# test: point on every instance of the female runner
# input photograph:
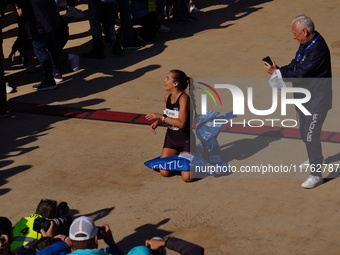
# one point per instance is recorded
(177, 117)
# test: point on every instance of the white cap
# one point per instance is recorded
(82, 225)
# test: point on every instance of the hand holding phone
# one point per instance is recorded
(268, 60)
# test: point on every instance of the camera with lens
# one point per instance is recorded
(61, 222)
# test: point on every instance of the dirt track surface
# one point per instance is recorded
(97, 166)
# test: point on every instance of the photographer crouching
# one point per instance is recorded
(48, 220)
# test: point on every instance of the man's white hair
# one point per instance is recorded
(304, 22)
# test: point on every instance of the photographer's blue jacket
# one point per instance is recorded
(311, 69)
(61, 248)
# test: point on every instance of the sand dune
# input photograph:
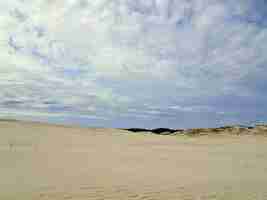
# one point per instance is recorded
(48, 162)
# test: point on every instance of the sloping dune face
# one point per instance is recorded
(44, 162)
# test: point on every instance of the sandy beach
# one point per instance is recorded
(49, 162)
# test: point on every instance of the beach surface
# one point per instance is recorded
(50, 162)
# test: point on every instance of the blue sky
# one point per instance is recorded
(134, 63)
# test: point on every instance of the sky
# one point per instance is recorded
(134, 63)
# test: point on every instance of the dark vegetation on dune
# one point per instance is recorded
(235, 130)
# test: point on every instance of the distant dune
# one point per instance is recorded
(52, 162)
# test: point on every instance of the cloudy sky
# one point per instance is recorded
(134, 63)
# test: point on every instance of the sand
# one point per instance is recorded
(48, 162)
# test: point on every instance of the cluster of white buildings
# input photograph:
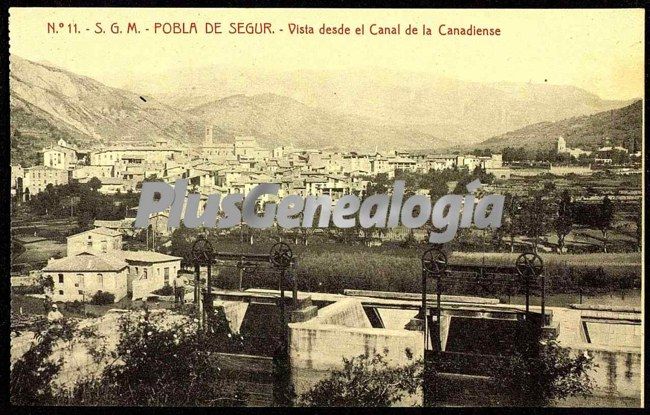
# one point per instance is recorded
(228, 167)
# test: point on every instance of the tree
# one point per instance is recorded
(533, 219)
(564, 220)
(32, 374)
(604, 219)
(639, 229)
(181, 242)
(366, 381)
(511, 218)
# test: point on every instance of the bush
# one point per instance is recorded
(166, 290)
(366, 381)
(557, 373)
(102, 298)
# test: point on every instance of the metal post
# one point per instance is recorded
(295, 288)
(439, 311)
(208, 302)
(283, 319)
(544, 298)
(424, 309)
(241, 273)
(281, 256)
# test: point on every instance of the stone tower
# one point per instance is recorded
(207, 140)
(561, 145)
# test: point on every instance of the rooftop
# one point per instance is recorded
(85, 262)
(143, 256)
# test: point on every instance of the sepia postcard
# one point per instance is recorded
(326, 207)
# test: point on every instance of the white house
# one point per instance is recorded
(99, 240)
(79, 277)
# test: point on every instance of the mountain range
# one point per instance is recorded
(343, 110)
(622, 126)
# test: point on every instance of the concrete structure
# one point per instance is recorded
(574, 152)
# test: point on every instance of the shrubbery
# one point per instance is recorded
(165, 290)
(102, 298)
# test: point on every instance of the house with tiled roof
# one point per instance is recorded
(80, 277)
(99, 240)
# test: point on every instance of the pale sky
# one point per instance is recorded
(601, 51)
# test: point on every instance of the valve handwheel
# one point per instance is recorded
(529, 265)
(281, 255)
(434, 261)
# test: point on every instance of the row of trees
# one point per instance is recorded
(83, 201)
(544, 211)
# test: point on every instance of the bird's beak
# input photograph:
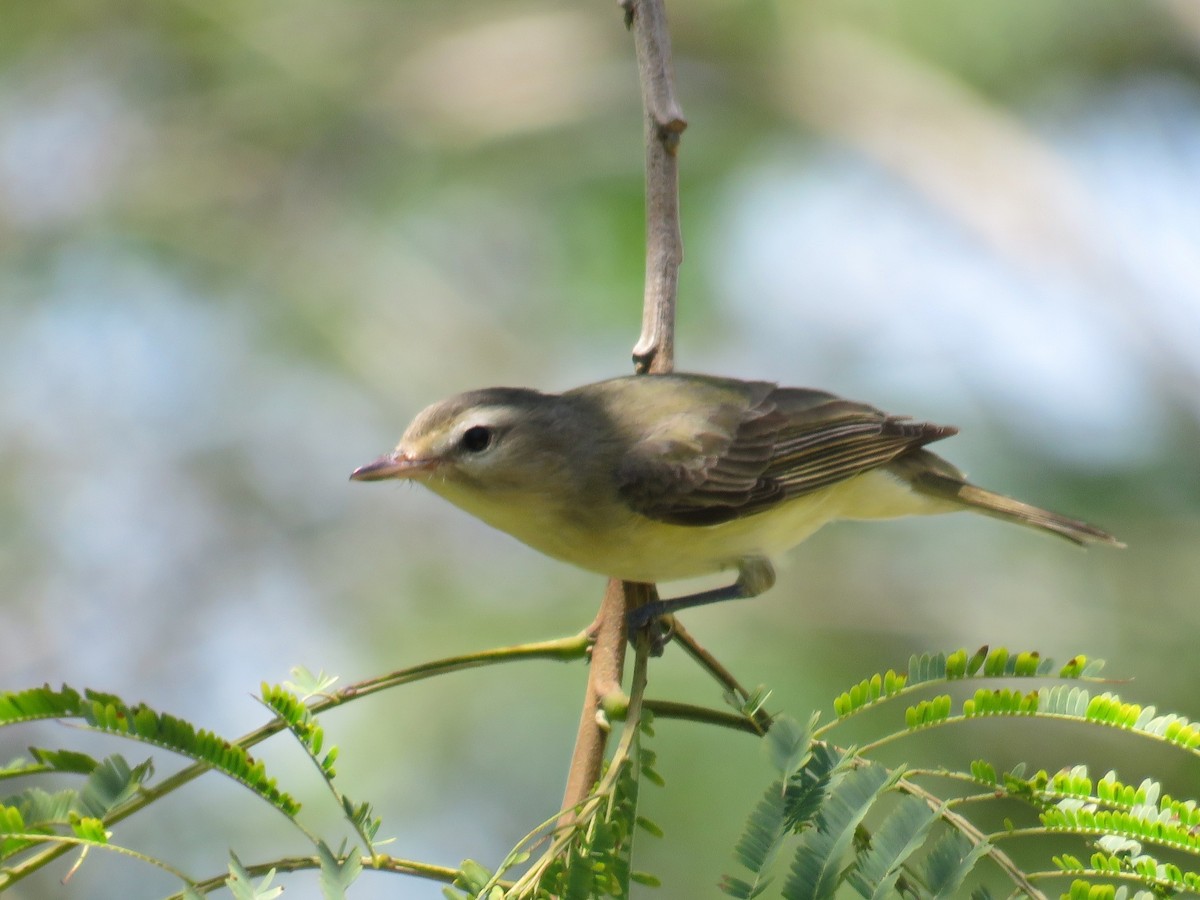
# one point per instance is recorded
(393, 466)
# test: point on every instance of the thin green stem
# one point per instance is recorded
(687, 712)
(562, 649)
(972, 834)
(295, 864)
(760, 719)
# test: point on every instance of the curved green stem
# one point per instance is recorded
(563, 649)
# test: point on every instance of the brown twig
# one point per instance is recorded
(663, 127)
(654, 352)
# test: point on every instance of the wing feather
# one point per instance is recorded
(779, 444)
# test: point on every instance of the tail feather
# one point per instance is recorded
(933, 475)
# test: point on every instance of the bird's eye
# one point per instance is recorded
(477, 438)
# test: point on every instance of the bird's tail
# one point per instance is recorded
(931, 475)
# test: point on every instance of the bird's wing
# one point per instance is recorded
(781, 443)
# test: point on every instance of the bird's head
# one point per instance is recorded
(491, 441)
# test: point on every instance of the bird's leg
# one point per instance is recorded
(755, 575)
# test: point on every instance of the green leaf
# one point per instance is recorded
(243, 886)
(949, 862)
(306, 684)
(336, 876)
(790, 744)
(820, 862)
(65, 760)
(898, 838)
(760, 843)
(109, 784)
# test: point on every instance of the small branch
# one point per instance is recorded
(760, 723)
(563, 649)
(298, 864)
(663, 126)
(687, 712)
(654, 352)
(604, 681)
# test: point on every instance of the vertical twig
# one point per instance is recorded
(654, 352)
(663, 127)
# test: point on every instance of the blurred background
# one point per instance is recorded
(243, 244)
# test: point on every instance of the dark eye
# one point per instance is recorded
(477, 438)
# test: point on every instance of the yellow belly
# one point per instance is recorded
(633, 547)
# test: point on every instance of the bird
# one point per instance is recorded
(657, 478)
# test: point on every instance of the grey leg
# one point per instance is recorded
(755, 575)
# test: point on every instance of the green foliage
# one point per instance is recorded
(883, 832)
(849, 823)
(108, 713)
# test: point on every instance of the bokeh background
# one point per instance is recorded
(243, 244)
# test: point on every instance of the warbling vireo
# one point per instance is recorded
(657, 478)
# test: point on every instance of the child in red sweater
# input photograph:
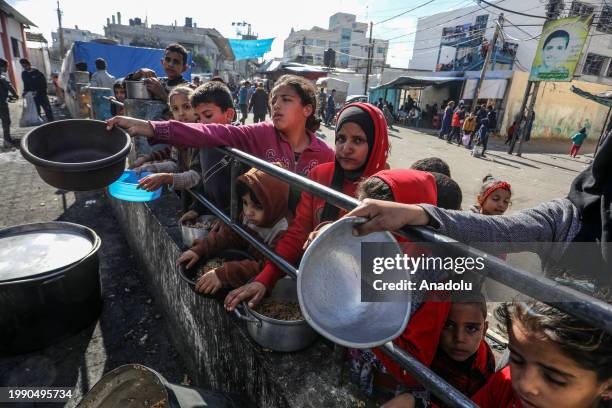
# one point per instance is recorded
(264, 213)
(556, 361)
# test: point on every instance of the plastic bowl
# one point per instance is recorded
(126, 188)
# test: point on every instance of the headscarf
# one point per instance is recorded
(591, 193)
(372, 122)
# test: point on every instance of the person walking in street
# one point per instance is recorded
(35, 81)
(446, 120)
(5, 88)
(101, 78)
(331, 108)
(322, 105)
(259, 104)
(577, 141)
(243, 101)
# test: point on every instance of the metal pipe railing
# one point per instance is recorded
(570, 301)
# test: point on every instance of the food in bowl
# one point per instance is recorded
(279, 309)
(211, 264)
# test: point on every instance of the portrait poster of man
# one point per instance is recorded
(559, 49)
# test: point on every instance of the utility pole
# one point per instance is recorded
(485, 67)
(369, 66)
(534, 97)
(60, 31)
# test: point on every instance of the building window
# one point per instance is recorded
(15, 44)
(605, 20)
(580, 9)
(593, 64)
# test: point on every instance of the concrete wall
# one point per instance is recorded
(560, 113)
(215, 345)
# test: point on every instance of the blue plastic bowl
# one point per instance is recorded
(126, 188)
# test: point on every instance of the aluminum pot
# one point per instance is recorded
(77, 154)
(190, 233)
(137, 386)
(278, 335)
(49, 284)
(137, 90)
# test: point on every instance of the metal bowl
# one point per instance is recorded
(190, 234)
(278, 335)
(329, 290)
(77, 154)
(137, 90)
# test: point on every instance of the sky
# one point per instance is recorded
(267, 18)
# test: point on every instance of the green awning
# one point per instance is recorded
(604, 98)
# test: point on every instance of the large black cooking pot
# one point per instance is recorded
(77, 154)
(137, 386)
(49, 284)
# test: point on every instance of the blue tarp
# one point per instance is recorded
(245, 49)
(123, 59)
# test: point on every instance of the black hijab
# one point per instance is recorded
(591, 193)
(362, 118)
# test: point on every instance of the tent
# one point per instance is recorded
(122, 59)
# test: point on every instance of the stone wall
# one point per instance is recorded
(215, 346)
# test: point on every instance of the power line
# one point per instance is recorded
(405, 12)
(511, 11)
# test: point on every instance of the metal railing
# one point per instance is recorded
(589, 309)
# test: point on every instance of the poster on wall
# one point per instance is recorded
(559, 49)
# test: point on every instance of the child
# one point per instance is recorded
(469, 126)
(577, 141)
(289, 139)
(119, 92)
(362, 146)
(493, 198)
(264, 212)
(510, 132)
(449, 337)
(180, 169)
(174, 63)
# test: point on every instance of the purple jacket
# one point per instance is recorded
(261, 140)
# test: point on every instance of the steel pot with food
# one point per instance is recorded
(49, 284)
(277, 322)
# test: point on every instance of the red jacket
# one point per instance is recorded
(310, 207)
(498, 392)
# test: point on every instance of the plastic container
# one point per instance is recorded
(126, 188)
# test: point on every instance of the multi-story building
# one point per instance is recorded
(346, 36)
(71, 35)
(139, 33)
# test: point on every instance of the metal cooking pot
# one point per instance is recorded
(49, 284)
(190, 234)
(278, 335)
(329, 289)
(137, 90)
(77, 154)
(136, 386)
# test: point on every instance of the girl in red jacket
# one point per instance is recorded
(556, 361)
(362, 147)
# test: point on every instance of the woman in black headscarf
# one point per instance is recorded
(584, 216)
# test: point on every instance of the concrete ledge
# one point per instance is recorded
(215, 346)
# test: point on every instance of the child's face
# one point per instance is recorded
(173, 64)
(120, 94)
(496, 203)
(182, 110)
(351, 146)
(464, 330)
(288, 113)
(211, 113)
(253, 212)
(542, 376)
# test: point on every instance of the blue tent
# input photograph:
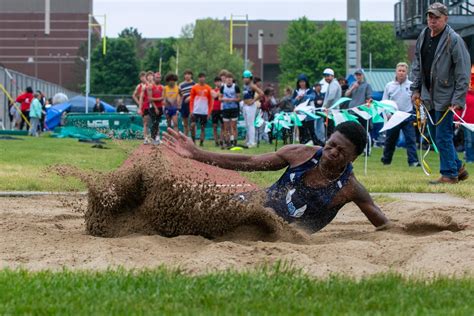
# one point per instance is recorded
(76, 104)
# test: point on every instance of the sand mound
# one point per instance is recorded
(430, 222)
(148, 198)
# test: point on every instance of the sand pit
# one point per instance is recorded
(51, 233)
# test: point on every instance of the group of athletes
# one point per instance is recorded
(195, 102)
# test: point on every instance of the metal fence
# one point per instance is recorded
(15, 83)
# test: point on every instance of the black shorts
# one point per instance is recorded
(199, 118)
(216, 116)
(230, 114)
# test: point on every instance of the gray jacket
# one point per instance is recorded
(333, 93)
(450, 72)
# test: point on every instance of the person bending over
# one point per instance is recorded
(317, 182)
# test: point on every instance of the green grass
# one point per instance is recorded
(24, 163)
(263, 292)
(397, 177)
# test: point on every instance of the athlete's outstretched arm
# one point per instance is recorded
(185, 147)
(364, 201)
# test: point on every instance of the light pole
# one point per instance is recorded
(88, 63)
(260, 51)
(231, 35)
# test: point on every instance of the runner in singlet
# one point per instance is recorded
(217, 114)
(250, 94)
(230, 97)
(171, 100)
(184, 93)
(144, 109)
(155, 95)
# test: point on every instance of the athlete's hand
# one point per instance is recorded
(179, 143)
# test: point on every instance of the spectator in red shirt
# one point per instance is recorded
(217, 113)
(155, 95)
(25, 100)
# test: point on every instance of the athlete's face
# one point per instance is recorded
(401, 73)
(437, 23)
(338, 150)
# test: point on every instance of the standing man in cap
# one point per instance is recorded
(333, 93)
(441, 71)
(399, 92)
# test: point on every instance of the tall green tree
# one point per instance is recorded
(379, 40)
(138, 41)
(164, 48)
(297, 54)
(204, 48)
(117, 71)
(330, 49)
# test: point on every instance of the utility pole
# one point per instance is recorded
(260, 51)
(231, 35)
(353, 36)
(88, 63)
(89, 44)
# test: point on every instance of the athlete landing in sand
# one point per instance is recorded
(317, 183)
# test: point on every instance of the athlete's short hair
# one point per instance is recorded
(355, 133)
(171, 77)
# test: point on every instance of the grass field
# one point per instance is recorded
(264, 292)
(23, 166)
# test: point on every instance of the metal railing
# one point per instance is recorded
(15, 83)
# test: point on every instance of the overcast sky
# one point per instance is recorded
(158, 18)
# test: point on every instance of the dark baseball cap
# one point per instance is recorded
(437, 9)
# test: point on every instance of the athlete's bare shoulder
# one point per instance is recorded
(297, 154)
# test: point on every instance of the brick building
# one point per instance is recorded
(53, 57)
(274, 34)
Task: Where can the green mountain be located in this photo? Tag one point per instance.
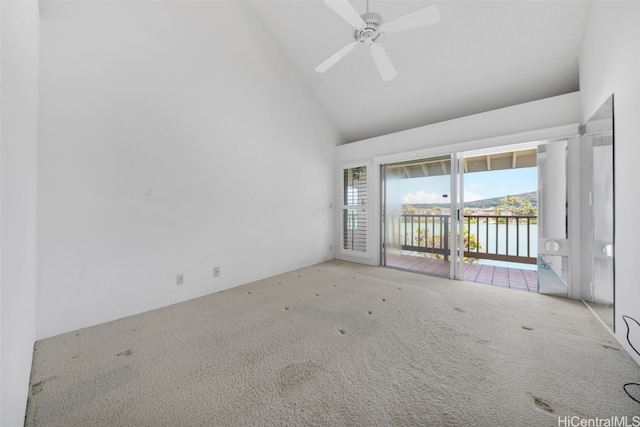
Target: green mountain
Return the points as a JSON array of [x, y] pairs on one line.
[[495, 202]]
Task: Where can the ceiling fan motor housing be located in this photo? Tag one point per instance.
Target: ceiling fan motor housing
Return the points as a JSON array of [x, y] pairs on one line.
[[369, 33]]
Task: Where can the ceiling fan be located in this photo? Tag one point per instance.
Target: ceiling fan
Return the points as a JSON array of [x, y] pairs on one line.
[[369, 27]]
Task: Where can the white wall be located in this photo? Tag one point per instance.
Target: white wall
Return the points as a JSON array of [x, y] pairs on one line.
[[534, 121], [610, 63], [18, 145], [175, 137]]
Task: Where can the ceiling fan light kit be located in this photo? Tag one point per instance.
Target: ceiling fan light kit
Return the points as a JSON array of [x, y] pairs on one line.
[[369, 27]]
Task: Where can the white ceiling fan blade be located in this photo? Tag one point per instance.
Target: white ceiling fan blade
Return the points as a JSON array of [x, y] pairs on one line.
[[346, 11], [329, 62], [385, 67], [426, 16]]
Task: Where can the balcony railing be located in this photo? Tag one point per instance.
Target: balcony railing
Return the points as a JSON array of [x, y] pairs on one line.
[[495, 237]]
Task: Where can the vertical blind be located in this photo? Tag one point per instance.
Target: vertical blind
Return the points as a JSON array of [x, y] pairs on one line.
[[354, 209]]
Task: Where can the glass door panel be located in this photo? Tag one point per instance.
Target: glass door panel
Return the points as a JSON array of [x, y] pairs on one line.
[[417, 215]]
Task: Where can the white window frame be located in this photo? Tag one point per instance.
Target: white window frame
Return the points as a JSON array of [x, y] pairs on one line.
[[365, 207]]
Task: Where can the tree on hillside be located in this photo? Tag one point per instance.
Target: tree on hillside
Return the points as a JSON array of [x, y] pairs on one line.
[[408, 210]]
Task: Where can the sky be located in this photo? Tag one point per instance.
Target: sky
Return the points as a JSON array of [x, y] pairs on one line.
[[477, 186]]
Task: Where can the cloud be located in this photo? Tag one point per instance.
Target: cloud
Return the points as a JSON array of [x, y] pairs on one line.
[[472, 197], [422, 197]]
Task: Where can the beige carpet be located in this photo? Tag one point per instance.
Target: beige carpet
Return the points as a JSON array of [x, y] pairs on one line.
[[338, 344]]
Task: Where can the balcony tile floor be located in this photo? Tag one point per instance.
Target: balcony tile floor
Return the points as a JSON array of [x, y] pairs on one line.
[[512, 278]]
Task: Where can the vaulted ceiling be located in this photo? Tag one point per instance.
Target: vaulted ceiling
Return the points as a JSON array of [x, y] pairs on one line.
[[481, 56]]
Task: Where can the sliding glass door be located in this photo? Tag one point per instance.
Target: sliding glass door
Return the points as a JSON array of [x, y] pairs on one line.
[[420, 215]]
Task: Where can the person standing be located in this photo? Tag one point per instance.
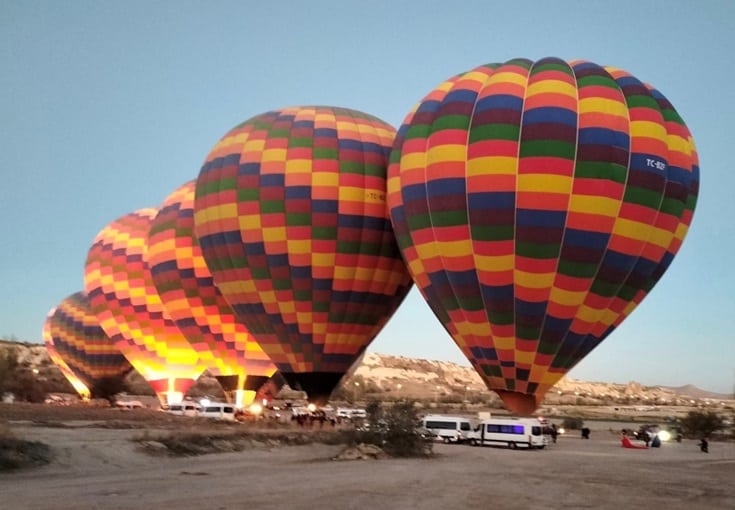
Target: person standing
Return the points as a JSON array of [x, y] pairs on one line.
[[704, 445]]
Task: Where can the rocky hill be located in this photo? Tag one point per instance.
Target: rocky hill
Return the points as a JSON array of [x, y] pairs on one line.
[[398, 377]]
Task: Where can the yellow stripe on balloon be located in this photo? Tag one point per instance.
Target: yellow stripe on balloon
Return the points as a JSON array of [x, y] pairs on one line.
[[594, 205], [492, 165], [544, 183]]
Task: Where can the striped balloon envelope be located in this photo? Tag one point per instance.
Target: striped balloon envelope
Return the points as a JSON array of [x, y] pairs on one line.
[[536, 205], [120, 287], [81, 342], [48, 339], [190, 297], [291, 217]]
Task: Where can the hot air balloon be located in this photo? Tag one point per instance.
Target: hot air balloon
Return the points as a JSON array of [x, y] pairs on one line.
[[190, 297], [536, 205], [81, 342], [118, 281], [291, 217], [48, 339]]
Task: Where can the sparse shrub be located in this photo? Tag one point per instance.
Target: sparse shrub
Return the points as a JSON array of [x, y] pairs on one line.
[[108, 388], [17, 453], [394, 429]]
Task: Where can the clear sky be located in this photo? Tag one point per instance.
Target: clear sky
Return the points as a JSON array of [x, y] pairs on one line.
[[107, 107]]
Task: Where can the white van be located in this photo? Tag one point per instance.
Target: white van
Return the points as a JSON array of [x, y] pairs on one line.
[[184, 409], [510, 432], [218, 410], [450, 429]]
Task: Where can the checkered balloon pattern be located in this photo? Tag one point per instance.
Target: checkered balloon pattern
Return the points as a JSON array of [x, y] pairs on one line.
[[120, 288], [536, 205], [186, 288], [81, 342], [291, 217], [49, 341]]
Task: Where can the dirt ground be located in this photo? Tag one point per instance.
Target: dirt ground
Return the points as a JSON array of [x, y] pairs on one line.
[[100, 468]]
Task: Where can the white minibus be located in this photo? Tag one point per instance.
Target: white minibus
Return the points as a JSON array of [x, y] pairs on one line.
[[218, 410], [186, 408], [510, 432], [450, 429]]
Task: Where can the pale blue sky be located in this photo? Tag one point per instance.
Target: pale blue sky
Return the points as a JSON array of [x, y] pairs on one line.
[[107, 107]]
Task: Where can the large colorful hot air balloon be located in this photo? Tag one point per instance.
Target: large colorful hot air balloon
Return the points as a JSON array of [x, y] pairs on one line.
[[48, 339], [190, 297], [536, 204], [118, 281], [81, 342], [291, 216]]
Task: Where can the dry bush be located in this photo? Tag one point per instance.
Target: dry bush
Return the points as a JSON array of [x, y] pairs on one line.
[[16, 453]]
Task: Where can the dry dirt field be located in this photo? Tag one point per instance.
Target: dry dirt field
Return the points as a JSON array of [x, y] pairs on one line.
[[97, 467]]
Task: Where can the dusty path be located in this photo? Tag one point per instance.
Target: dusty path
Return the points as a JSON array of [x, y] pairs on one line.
[[101, 469]]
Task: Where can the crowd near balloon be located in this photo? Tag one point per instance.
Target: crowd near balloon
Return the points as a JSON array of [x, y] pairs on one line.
[[534, 204]]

EXERCISE GOAL
Work through the data line by line and state how many lines have the string "large"; add nothing else.

RESULT OF THE TASK
3